### WRITTEN EXERCISE
Present the following data again exactly as it is shown.

[START DATA LISTING]

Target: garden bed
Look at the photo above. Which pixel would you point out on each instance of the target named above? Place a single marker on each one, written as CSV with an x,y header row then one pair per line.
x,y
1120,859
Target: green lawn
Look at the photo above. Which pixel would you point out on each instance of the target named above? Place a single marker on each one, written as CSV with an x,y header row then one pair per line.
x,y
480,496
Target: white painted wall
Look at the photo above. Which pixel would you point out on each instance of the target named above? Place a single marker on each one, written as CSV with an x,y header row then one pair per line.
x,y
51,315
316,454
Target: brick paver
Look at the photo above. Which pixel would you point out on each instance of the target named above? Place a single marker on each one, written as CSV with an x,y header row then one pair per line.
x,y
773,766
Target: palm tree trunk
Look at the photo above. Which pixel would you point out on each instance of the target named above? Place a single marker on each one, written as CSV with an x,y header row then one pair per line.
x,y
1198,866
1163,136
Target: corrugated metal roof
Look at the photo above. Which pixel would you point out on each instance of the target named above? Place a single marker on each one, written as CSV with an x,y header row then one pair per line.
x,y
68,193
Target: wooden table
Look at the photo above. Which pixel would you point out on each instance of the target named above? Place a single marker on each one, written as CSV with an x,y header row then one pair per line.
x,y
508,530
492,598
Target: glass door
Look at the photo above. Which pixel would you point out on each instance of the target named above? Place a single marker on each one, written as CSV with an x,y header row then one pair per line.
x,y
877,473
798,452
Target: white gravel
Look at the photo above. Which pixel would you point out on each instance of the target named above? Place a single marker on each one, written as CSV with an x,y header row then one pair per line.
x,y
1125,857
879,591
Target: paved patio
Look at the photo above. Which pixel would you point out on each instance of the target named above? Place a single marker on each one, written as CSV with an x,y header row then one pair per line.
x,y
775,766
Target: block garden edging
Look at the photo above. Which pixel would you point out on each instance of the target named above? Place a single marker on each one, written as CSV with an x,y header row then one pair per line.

[END DATA LISTING]

### RESPONSE FOR THIS EXERCISE
Target: garden bed
Look at the photo above. Which pixel would you point out on each instance of the target named above? Place a single marker on each one, written as CSV with an x,y header row then one pair per line.
x,y
1120,859
Target: green lawn
Look at the photo above. Which pixel would you point out on each instance of the target named above? Place a single marker on each one, written as CSV with an x,y header row then one pair per line.
x,y
480,496
Target: white painted wall
Look at the photo above. Which pixel would you point out on each instance of the target named above? Place a single marker on each one, written as CSV with an x,y header row then one pair per line.
x,y
51,315
316,454
Target: brick paver
Look at the photo above. Which pixel would you point out on each instance of the target named above? Place a single marker on each one, written as CSV with an x,y header row then one pair per line.
x,y
773,766
Target: palm tree trunk
Look at the photo above. Which pixel would you point out on each instance of the target named above? Place a single marker on each one, written as CSV with an x,y header row then one pair per line.
x,y
1198,866
1163,136
Target: corrugated metal roof
Look at the photo above. Which pixel would you point out on each instance of the target named above? Place a single marker on each one, written as CSV with an x,y header row then one pair per line.
x,y
68,193
Target: wooden table
Look at the photo above. Which pixel would you point out on each instance of the target named above? Place a single marker on each one, written as CSV with an x,y header row then one pair per line.
x,y
508,530
492,598
Target: glass door
Look at the photo above. Which pixel would you point out on each instance of the target named above? Place a single marker on each one, written as CSV with an x,y header row then one pair per line.
x,y
877,473
798,452
Target: white gravel
Look at the photo above. Which pixel would you point out on each instance of the target named above? Place a single marker on each one, written as CSV with an x,y header row then one pair per line.
x,y
1125,857
879,591
Target: paved patio
Look at the photo above. Which pixel would you point out on each instance of the target named above? Place a single marker on each one, written as CSV with an x,y header row then one pair per line.
x,y
775,766
Target: block garden edging
Look at the photo above. Which pixel would you point out on each instance of the target named above? Place a single marker on each one, written as CSV with an x,y header row then one pair per line.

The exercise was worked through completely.